*Consigne A:* Dites si chacune des affirmations suivantes concorde avec le récit du jour de l'An, en répondant par oui ou par non et en citant fidèlement les mots décisifs du texte. (i) L'oncle Louis s'était installé un écureur d'étable avec un différentiel et une transmission de camion. (ii) Les trois sœurs et leur cousine étaient arrivées comme enseignantes en 1924. (iii) Le père s'y connaissait bien en mécanique.
*Consigne B:* Imprimez sans rien y changer le passage du récit du jour de l'An qui va de "Quelle aubaine! Le" à "d’une chain saw.".
*Consigne C:* Traduisez en anglais cette phrase du récit du jour de l'An : « Aucun des oncles ne comprenait ses théories, mais on l’écoutait, et à défaut de compréhension, on lui accordait beaucoup d’admiration pour son grand savoir. »

*Extrait du document:*
==================================================

Quelle aubaine! Le bonhomme sortait du bureau enchanté de sa transaction; il n’avait qu’à couper 22 cordes de bois et il devenait propriétaire d’un frigo et d’une chain saw.

Mais celui que je préférais entendre, c’était mon oncle Louis, petit homme, vigoureux et imaginatif. Il expliquait aux autres comment il s’était installé un écureur d’étable avec un différentiel et une transmission de camion. Il aimait bien donner des détails techniques. Il expliquait la vitesse et la force de son invention en parlant de ratio entre les engrenages et de l’art d’embrayer la transmission sans avoir besoin d’une «clutche». Aucun des oncles ne comprenait ses théories, mais on l’écoutait, et à défaut de compréhension, on lui accordait beaucoup d’admiration pour son grand savoir. Moi, j’aimais bien les propos de l’oncle Louis, contrairement à mon père qui était un analphabète de la mécanique. Le discours de mon père souvent consistait à parler de coopération, de coopératives. C’était son dada; apôtre de ce mouvement à la mode dans les jeunes municipalités où tout était à faire, la coopération et l’entraide étaient essentielles à la réussite de la mise sur pied d’une économie florissante, grâce à l’agriculture qui était avec la religion catholique les deux piliers du succès,

Et à la table des femmes on parlait d’école… Eh oui, l’école c’était le centre d’intérêt pour quatre d’entre elles. N’étaient-elles pas venues, les trois sœurs et une cousine, de «par en bas» en 1935, comme enseignantes dans cette jeune colonie appelée Sainte-Anne-de-Roquemaure. On élaborait sur le nouveau programme implanté cette année-là par le département de l’Instruction publique ou de la dernière édition du nouveau catéchisme catholique, qui remplaçait l’ancienne, LE Petit catéchisme catholique datant de 1924. On appréciait sa nouvelle présentation, les questions étaient les mêmes, mais les réponses étaient plus courtes et plus appropriées au vocabulaire des enfants, c’est ce qu’elles disaient…

Quant à moi, au beau milieu des vacances de Noël, j’essayais d’oublier le plus possible l’école et, comme tous les autres enfants, nous nous dépêchions de finir notre sorbet de Jell’O jaune, rouge et vert recouvert de crème fouettée et de confiture aux fraises, le tout accompagné d’une spirale de gâteau roulé, pour aller jouer au deuxième étage de la maison à l’abri de la surveillance des adultes. On en profitait pour se tirailler comme on disait, à la place de chamailler. C’était aussi l’occasion de sortir nos jouets reçus à Noël pour les partager avec les cousins, mais aussi pour les faire briser, ce qui occasionnait parfois des disputes et des échauffourées. C’est à ces occasions que parfois l’un d’eux se faisait bousculer et tombait en déboulant dans l’escalier, en criant de manière à alarmer toute la maisonnée. Les mamans affolées accouraient sur les lieux de l’accident où chacune posait son diagnostic, pour finalement arriver à la conclusion qu’il n’y avait rien de grave. On retournait donc l’éclopé d’où il venait, c’est-à-dire, en haut, avec les autres, en attendant qu’une autre alarme se déclenche. Puis, après s’être empiffrés de bonbons, de sucre à la crème et de «pinottes à écales», on entendait la voix des oncles qui commandait aux enfants de descendre se «gréyer» pour le départ. Il fallait bien rentrer à la maison, car ce serait bientôt l’heure du train; les vaches, que ce soit le jour de l’An ou une autre journée, elles avaient, elles, le même devoir: répondre «à l’offre et à la demande» et se soulager le pis… Par politesse, les hôtes de la maison disaient : «Y’a rien qui vous presse, amusez-vous encore un peu» ou «Prenez le temps d’en fumer une dernière».  Mais au fond d’eux-mêmes, ils étaient bien contents de voir la maison se vider pour ramasser les vestiges de la journée.

==================================================

*Extraits d'items:*

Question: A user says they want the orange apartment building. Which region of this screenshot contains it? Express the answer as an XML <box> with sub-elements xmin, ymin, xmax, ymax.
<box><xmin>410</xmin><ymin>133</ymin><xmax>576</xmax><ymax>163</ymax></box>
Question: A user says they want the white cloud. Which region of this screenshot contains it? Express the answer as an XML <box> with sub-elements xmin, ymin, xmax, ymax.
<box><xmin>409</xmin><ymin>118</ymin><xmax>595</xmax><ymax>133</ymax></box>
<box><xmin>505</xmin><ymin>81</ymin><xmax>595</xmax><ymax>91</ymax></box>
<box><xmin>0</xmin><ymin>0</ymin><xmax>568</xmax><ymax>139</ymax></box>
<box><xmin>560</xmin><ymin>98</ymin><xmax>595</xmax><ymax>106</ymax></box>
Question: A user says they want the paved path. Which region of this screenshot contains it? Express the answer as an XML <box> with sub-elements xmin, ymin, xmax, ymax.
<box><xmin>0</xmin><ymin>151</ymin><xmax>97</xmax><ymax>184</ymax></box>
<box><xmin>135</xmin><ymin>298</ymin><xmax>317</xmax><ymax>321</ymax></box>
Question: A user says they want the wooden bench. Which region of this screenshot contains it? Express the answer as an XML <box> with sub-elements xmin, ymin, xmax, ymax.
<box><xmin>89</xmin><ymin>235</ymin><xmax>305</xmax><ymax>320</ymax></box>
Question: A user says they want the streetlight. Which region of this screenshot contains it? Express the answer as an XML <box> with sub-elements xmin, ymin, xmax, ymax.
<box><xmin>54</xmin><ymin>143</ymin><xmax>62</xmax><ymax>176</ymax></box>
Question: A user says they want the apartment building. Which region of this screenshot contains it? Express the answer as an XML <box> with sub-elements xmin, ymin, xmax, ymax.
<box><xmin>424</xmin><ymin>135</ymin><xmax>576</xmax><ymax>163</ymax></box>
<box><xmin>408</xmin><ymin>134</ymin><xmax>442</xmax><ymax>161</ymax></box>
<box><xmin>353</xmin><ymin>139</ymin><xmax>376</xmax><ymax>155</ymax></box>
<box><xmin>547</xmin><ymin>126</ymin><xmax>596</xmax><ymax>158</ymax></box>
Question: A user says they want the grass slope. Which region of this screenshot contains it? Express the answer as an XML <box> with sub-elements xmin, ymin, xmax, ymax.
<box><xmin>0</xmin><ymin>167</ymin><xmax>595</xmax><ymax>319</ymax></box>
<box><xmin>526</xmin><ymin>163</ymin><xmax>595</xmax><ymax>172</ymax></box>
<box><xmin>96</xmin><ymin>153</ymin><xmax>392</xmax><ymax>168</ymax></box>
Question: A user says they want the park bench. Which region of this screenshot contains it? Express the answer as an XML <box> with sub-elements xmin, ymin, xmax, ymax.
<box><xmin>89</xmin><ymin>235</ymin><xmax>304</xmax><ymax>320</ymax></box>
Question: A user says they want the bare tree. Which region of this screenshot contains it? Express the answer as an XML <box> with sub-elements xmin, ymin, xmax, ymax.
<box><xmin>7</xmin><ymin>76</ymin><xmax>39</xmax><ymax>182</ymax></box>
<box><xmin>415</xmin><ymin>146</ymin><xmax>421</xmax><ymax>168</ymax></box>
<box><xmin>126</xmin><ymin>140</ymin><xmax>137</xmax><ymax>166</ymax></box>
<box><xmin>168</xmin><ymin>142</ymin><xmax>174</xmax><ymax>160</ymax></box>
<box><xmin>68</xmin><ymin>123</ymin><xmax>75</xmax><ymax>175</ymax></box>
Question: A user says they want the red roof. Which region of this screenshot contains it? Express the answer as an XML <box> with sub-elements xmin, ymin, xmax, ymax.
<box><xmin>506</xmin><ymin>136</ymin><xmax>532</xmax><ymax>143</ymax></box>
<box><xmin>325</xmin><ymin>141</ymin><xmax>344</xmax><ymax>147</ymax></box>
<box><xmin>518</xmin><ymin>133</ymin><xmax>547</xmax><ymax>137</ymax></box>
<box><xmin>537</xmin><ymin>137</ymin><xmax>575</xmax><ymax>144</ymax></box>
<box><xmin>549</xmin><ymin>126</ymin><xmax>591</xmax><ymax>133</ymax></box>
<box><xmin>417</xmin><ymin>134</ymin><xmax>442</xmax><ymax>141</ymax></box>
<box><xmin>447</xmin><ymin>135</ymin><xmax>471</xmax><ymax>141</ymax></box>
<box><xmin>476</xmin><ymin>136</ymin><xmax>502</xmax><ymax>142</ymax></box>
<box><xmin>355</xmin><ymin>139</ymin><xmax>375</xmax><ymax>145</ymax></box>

==================================================

*Réponse A:*
(i) Oui : « il s’était installé un écureur d’étable avec un différentiel et une transmission de camion ».
(ii) Non : « en 1935, comme enseignantes ».
(iii) Non : « mon père qui était un analphabète de la mécanique ».

*Réponse B:*
Quelle aubaine! Le bonhomme sortait du bureau enchanté de sa transaction; il n’avait qu’à couper 22 cordes de bois et il devenait propriétaire d’un frigo et d’une chain saw.

*Réponse C:* None of the uncles understood his theories, but they listened to him, and for lack of understanding, they gave him a great deal of admiration for his vast knowledge.